REQUEST:
Rewrite the records below, replacing each occurrence of "record the coordinates" with "give the coordinates" and leaving every other part unchanged.

INFORMATION PROVIDED:
=====
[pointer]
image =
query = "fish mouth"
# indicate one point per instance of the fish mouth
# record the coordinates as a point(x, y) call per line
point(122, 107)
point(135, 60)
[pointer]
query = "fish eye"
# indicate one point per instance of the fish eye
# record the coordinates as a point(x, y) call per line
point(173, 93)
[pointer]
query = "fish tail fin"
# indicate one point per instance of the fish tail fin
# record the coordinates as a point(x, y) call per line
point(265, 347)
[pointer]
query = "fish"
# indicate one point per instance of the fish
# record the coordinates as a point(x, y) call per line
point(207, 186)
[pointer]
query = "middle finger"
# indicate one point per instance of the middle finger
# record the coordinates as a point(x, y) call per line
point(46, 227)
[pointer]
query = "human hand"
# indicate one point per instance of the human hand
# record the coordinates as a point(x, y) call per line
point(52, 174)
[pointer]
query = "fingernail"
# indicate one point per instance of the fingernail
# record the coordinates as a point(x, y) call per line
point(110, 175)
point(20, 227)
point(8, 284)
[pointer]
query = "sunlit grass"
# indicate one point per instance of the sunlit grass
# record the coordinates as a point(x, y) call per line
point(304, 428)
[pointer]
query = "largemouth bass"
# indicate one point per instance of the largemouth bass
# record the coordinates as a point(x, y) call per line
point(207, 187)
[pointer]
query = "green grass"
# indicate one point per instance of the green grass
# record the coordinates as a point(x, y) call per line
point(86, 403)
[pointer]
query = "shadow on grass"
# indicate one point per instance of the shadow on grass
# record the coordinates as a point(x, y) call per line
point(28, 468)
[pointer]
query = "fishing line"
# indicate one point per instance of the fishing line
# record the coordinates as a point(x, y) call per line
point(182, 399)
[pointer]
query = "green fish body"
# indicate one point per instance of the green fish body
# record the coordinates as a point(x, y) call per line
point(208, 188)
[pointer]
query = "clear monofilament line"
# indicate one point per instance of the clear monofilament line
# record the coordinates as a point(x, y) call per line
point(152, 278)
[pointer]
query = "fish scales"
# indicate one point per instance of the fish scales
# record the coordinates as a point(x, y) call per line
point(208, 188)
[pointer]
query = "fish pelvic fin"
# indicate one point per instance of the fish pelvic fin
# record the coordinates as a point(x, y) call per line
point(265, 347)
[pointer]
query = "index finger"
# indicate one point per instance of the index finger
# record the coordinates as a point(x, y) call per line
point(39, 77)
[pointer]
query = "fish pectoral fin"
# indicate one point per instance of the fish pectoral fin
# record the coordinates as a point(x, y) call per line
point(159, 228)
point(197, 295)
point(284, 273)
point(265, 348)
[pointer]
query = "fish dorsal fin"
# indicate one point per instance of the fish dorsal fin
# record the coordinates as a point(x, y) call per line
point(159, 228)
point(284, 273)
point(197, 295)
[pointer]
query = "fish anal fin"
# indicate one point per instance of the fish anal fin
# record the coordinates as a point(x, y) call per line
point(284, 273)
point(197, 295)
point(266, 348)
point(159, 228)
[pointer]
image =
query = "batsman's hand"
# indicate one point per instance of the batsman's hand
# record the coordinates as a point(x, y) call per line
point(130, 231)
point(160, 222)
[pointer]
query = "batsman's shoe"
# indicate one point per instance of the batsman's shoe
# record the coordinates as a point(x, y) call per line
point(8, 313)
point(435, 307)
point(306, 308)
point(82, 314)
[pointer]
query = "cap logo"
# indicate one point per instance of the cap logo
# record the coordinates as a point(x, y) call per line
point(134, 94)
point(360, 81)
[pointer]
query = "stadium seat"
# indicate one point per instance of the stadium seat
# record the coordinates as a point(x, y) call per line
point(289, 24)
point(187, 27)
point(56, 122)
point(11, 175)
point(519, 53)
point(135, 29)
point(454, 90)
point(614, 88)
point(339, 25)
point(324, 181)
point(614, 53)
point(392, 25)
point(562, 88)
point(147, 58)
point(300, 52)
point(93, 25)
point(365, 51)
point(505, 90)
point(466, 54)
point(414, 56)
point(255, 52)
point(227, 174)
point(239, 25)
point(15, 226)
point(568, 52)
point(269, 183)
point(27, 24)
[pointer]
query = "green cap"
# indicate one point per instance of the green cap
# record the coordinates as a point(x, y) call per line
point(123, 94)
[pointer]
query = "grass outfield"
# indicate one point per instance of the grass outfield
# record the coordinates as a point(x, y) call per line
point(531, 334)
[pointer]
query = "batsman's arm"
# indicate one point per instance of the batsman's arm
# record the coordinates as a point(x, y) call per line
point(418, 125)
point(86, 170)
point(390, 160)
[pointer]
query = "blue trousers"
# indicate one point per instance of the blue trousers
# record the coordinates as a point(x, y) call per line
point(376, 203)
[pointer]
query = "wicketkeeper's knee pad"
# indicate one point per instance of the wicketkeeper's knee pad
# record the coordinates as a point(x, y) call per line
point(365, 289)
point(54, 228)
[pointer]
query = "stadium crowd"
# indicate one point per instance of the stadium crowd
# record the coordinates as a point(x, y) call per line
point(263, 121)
=====
TASK SOLUTION:
[pointer]
image =
query = "fish mouth"
# indicate one point per instance of the fish mouth
# give the coordinates as a point(x, y) call per line
point(122, 107)
point(135, 60)
[pointer]
query = "fish eye"
# indicate one point per instance of the fish eye
# give the coordinates as a point(x, y) call per line
point(173, 93)
[pointer]
query = "fish tail fin"
# indicate one point per instance of the fish tail fin
# give the coordinates as a point(x, y) call per line
point(265, 347)
[pointer]
query = "fish"
# indicate one point per instance of the fish
# give the coordinates as a point(x, y) call per line
point(207, 186)
[pointer]
query = "middle finger"
# indicate one point per instance of the middle finger
# give the coordinates as a point(x, y) call per line
point(46, 227)
[pointer]
query = "human hand"
# indicate one point per instance of the human hand
# give the coordinates as a point(x, y) call per line
point(52, 174)
[pointer]
query = "fingernail"
# indicate one point per instance of the fingernail
# give the coordinates as a point(x, y) call per line
point(110, 175)
point(20, 227)
point(8, 284)
[pointer]
query = "sunlit grass"
# indicate one point per instance of the sunlit grass
# give the coordinates as a point(x, y) call per line
point(304, 428)
[pointer]
query = "largemouth bass"
# indicate one point per instance of the largemouth bass
# give the coordinates as a point(x, y) call per line
point(207, 187)
[pointer]
query = "green grass"
# indicate one point per instance of the green grass
# give the coordinates as a point(x, y) call per line
point(86, 403)
[pointer]
query = "shadow on grass"
# indicate one point per instance of the shadow on grass
# give the coordinates as a point(x, y) call per line
point(28, 468)
[pointer]
query = "fishing line"
# indicate one point per instance of the fishing line
# give the coordinates as a point(x, y) call per line
point(182, 399)
[pointer]
query = "green fish body"
# indicate one point per instance of the green fish body
# give the coordinates as a point(x, y) call per line
point(208, 188)
[pointer]
query = "clear monofilament line"
# indicate one point per instance of the clear monofilament line
# give the coordinates as a point(x, y) call per line
point(152, 278)
[pointer]
query = "fish scales"
# indicate one point per instance of the fish scales
# give the coordinates as a point(x, y) call per line
point(208, 188)
[pointer]
query = "fish pelvic fin"
# indicate one point per instance of the fish pelvic fin
# give the coordinates as a point(x, y) call per line
point(265, 347)
[pointer]
query = "index finger"
# indicate one point per instance of the index finger
# give the coordinates as a point(x, y) call per line
point(39, 77)
[pointer]
query = "fish pectoral fin"
# indicate one point per instance of the fish pectoral fin
# give the coordinates as a point(x, y) call per line
point(159, 228)
point(197, 295)
point(284, 273)
point(265, 348)
[pointer]
query = "fish dorsal fin"
# indicate one point per instance of the fish dorsal fin
# give the coordinates as a point(x, y) call per line
point(159, 228)
point(284, 273)
point(197, 295)
[pointer]
query = "fish anal fin"
# indicate one point per instance of the fish anal fin
# give the coordinates as a point(x, y) call per line
point(284, 273)
point(197, 295)
point(266, 348)
point(159, 228)
[pointer]
image =
query = "batsman's hand"
# indicate one point per instance of the batsman's hand
# give the coordinates as a point(x, y) call per line
point(130, 231)
point(160, 222)
[pointer]
query = "batsman's shoe"
# indicate one point per instance of the batsman's shoe
# give the coordinates as a point(x, y) call per line
point(8, 313)
point(435, 307)
point(306, 308)
point(82, 314)
[pointer]
query = "cap logo"
# indicate one point per instance of the cap logo
# give the coordinates as a point(x, y) call per line
point(134, 94)
point(360, 81)
[pointer]
query = "stadium seat"
# indicate one point per instance of the stadium seat
# give the coordinates as a point(x, y) call per line
point(289, 24)
point(187, 27)
point(56, 122)
point(11, 175)
point(519, 53)
point(135, 29)
point(454, 90)
point(614, 88)
point(339, 25)
point(324, 181)
point(614, 53)
point(392, 25)
point(562, 88)
point(147, 58)
point(300, 52)
point(93, 25)
point(365, 51)
point(505, 90)
point(466, 54)
point(414, 56)
point(255, 52)
point(227, 174)
point(239, 25)
point(15, 226)
point(568, 52)
point(269, 183)
point(27, 24)
[pointer]
query = "green cap"
# indicate one point per instance of the green cap
# give the coordinates as a point(x, y) call per line
point(123, 94)
[pointer]
query = "grass outfield"
# indicate one point per instance of the grass outfield
# give the coordinates as a point(x, y) call per line
point(531, 334)
[pointer]
query = "batsman's arm"
# indicate one point per instance of the batsman's arm
# give the coordinates as a point(x, y) call per line
point(418, 125)
point(86, 170)
point(390, 160)
[pointer]
query = "blue trousers"
# indicate one point per instance of the blue trousers
# give the coordinates as a point(x, y) call per line
point(376, 203)
[pointer]
query = "wicketkeeper's knee pad"
# indicate one point per instance of the wicketkeeper's knee pad
# give the coordinates as a point(x, y) call per line
point(365, 289)
point(54, 228)
[pointer]
query = "stadium crowd"
# indicate one point per instance of the stadium crowd
# give the coordinates as a point(x, y) call per line
point(263, 121)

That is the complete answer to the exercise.